Sandra Dodd

-=-You guys are so busy
talking about the freedom and respect you give to your kids, but don't
bother giving the same thing to adults.-=-

That was from
<http://groups.yahoo.com/group/AlwaysLearning/message/38936>

Others have complained over the years (many others? Some others? Do
I know the majority of others on this planet?) that we "claim" to be
nice to our kids, but we're not that nice to people on the list, or
that we are willing to let our kids learn at their own pace but we're
not willing to let people on the list take their sweet and wasteful
time.

For one thing, I can't keep someone from hanging around unschooling
for years and resisting actually relaxing into DOING it wholly and
well. Some people are still in the defensive mode of "You can't
make me," no matter how self-defeating it is, and no matter how much
damage it does to their relationships with their kids to refuse to
even try some of the parenting practices many on this list have used
with good effect for many years. (No, I don't know the majority of
people on this list and I don't know the majority of years in the
history of this planet, not even if there are only 6,000 of them.)

Pointing dataset excerpts:

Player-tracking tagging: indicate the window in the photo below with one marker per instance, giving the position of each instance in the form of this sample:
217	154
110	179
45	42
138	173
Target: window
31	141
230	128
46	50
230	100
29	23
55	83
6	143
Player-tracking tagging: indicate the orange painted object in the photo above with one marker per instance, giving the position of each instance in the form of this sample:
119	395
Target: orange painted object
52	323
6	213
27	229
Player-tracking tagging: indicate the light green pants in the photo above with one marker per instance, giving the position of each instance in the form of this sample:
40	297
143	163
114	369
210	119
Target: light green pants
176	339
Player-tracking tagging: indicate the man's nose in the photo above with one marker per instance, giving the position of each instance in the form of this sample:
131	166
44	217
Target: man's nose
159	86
* * *
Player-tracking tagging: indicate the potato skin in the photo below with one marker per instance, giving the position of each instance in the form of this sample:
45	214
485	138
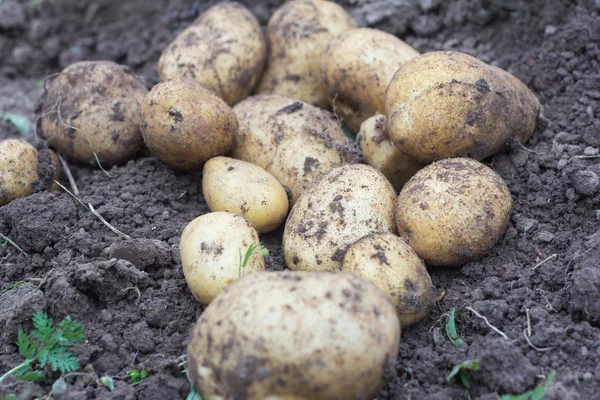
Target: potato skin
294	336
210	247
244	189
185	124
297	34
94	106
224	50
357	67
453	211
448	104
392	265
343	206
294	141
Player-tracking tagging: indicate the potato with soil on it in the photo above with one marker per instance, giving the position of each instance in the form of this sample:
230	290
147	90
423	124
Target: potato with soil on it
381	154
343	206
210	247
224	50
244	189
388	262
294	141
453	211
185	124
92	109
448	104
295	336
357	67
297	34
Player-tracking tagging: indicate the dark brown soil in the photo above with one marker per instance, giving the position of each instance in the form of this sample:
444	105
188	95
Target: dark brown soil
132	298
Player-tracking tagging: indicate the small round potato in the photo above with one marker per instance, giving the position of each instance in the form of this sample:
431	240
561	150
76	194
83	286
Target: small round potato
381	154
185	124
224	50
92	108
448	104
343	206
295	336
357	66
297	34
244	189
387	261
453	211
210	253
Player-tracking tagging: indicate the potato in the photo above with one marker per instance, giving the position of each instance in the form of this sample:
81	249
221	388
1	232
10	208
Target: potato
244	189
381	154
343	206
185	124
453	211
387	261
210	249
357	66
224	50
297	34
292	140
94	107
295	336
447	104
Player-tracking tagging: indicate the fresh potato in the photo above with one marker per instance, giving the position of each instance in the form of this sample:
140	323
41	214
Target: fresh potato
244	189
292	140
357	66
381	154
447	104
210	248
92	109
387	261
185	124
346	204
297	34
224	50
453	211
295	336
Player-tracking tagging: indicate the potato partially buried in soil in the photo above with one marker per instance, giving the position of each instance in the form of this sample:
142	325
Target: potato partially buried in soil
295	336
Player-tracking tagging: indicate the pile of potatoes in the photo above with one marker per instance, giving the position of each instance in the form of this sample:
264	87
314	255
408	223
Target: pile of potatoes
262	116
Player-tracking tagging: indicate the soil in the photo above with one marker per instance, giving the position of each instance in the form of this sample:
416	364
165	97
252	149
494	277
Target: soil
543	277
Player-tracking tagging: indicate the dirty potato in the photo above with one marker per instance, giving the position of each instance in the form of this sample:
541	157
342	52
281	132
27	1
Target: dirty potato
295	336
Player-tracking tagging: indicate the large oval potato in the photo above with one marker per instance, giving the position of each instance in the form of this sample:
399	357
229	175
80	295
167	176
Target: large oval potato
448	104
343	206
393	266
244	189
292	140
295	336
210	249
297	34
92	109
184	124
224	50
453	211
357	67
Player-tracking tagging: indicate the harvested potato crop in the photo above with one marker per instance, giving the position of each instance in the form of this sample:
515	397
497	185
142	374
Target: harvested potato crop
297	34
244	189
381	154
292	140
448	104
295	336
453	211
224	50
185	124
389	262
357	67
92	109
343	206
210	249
...
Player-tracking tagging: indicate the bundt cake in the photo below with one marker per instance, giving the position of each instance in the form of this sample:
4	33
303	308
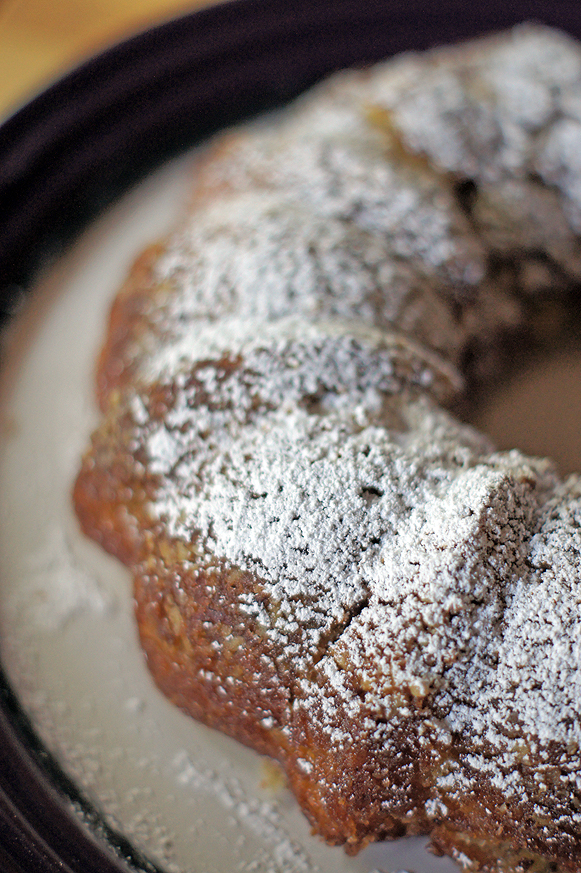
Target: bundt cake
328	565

* JOB *
Pick up the unschooling post at the top of the page right after its final sentence and carry it forward in the same voice.

* EXPECTED OUTPUT *
But this list is a discussion of unschooling. It's not a list so
that people can have the opportunity to experiment in dabbling in a
discussion of unschooling. The richness of the ongoing discussion of
unschooling is my reason for maintaining and participating on this list.

My friend Jon Tsosie had a job on a crew building solar houses for a
research project in the 1970's. At Ghost Ranch, they built several
houses that were similar and had somewhat different solar collection
arrangements. Then they were measuring and proving this'n'that,
later on. He learned a lot. He was being paid to work on those
houses. Other people would come by and pay money to learn about
solar heating, and they would work on the houses too, for a while (I
guess there were workshops periodically). So the purpose of the
existence of those houses was... Well, people were going to live in
them. But there was some kind of grant money paid for the results of
the scientific comparisons. And they were being used as educational
demonstrations too, of solar-collection construction.

One project can serve many purposes.
That doesn't mean that one project can serve ALL purposes.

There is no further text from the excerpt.